_PROVIDED TEXT_:

--- START ---

Neither the APP nor the PSEN1 gene is known to be imprinted, according to a database of imprinted genes. But the 5XFAD mouse model’s Thy1.2 promoter—a short strip of DNA that controls expression of the altered transgenes—could be, the team thought. And if so, it would influence expression levels of both transgenes.

In support of this hunch, mice with maternal inheritance of the transgenes showed lower APP protein levels than their paternally programmed counterparts, the researchers found. (They did not examine PSEN1 levels, Sasmita says.)

The same effect was absent in the APPNLGF mouse model of Alzheimer’s, which does not use transgenes, Depp says. Still, other transgenic mouse models that use a Thy1-promoter could have similar imprinting-related issues that scientists need to be aware of, she adds. In line with that idea, a non-Alzheimer’s transgenic mouse model called ATeam that also uses a Thy1-promoter has a correlation between inheritance and protein expression similar to that in 5XFAD mice, the study shows.

--- END ---

_TASK 1_:
In the passage on the 5XFAD mouse model, which protein was found at lower levels in mice that inherited the transgenes maternally?
_TASK 2_:
Please rewrite the part of the 5XFAD mouse passage starting with "The same effect" and going on through "the study shows.", changing "scientists" to "researchers".
_TASK 3_:
Extend the passage on 5XFAD mouse imprinting, picking up after its final sentence.

_RECORDS SHOWN_:
--- START ---

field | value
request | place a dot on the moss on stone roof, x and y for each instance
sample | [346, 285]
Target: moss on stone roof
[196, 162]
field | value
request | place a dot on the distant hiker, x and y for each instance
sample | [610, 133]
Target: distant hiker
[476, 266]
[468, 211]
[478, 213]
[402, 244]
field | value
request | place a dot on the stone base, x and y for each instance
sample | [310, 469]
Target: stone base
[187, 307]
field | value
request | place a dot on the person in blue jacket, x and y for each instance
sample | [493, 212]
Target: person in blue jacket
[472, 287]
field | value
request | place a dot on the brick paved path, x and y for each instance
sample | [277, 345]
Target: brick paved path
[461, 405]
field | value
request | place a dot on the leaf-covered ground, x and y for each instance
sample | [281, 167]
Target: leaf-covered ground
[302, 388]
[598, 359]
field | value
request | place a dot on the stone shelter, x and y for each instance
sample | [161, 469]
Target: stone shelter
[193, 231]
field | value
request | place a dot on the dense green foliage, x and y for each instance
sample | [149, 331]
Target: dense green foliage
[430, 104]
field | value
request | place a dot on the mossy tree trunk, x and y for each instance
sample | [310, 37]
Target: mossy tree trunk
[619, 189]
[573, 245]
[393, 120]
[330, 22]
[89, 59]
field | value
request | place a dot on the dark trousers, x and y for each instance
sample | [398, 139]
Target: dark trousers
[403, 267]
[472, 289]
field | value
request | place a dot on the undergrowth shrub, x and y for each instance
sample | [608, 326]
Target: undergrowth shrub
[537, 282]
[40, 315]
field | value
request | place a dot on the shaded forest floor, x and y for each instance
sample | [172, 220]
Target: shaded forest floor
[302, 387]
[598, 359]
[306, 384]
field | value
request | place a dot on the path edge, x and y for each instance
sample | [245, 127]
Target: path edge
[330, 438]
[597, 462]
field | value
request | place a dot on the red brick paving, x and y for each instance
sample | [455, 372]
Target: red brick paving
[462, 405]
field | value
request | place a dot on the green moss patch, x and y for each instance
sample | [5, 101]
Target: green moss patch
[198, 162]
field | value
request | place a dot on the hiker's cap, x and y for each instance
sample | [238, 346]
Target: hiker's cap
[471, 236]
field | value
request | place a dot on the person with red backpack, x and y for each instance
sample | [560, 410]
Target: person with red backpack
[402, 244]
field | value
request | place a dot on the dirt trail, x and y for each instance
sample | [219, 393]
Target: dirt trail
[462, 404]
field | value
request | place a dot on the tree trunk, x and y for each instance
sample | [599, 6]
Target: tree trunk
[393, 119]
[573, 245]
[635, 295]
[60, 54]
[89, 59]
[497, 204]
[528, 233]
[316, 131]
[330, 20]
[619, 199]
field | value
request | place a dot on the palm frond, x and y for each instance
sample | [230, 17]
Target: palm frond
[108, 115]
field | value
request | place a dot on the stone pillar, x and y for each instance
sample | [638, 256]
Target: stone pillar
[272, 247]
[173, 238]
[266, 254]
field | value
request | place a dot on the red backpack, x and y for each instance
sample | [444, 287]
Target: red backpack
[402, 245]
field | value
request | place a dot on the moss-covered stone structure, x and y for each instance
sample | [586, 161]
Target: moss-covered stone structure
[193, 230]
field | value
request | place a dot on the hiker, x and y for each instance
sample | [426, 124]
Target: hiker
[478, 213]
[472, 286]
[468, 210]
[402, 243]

--- END ---

_EXPECTED OUTPUT 1_:
APP protein.

_EXPECTED OUTPUT 2_:
The same effect was absent in the APPNLGF mouse model of Alzheimer’s, which does not use transgenes, Depp says. Still, other transgenic mouse models that use a Thy1-promoter could have similar imprinting-related issues that researchers need to be aware of, she adds. In line with that idea, a non-Alzheimer’s transgenic mouse model called ATeam that also uses a Thy1-promoter has a correlation between inheritance and protein expression similar to that in 5XFAD mice, the study shows.

_EXPECTED OUTPUT 3_:
It might be time to move away from transgenic models, partially due to these confounds, says Green, who is part of MODEL-AD, a consortium seeking out next-generation models of Alzheimer’s disease. Transgenics, he says “don’t recapitulate the phenotypes that we see in the human Alzheimer’s brains,” so there is a need for more physiologically relevant models. Although, he adds, the 5XFAD model still has its place in certain types of research, because plaques form after a few months—compared to more than a year in other mouse models.

For now, Depp says, she and her colleagues want others to be aware of this effect and try to control for it: “I think in the end, the idea would be always to breed paternally and keep this consistent among many, many, many generations.”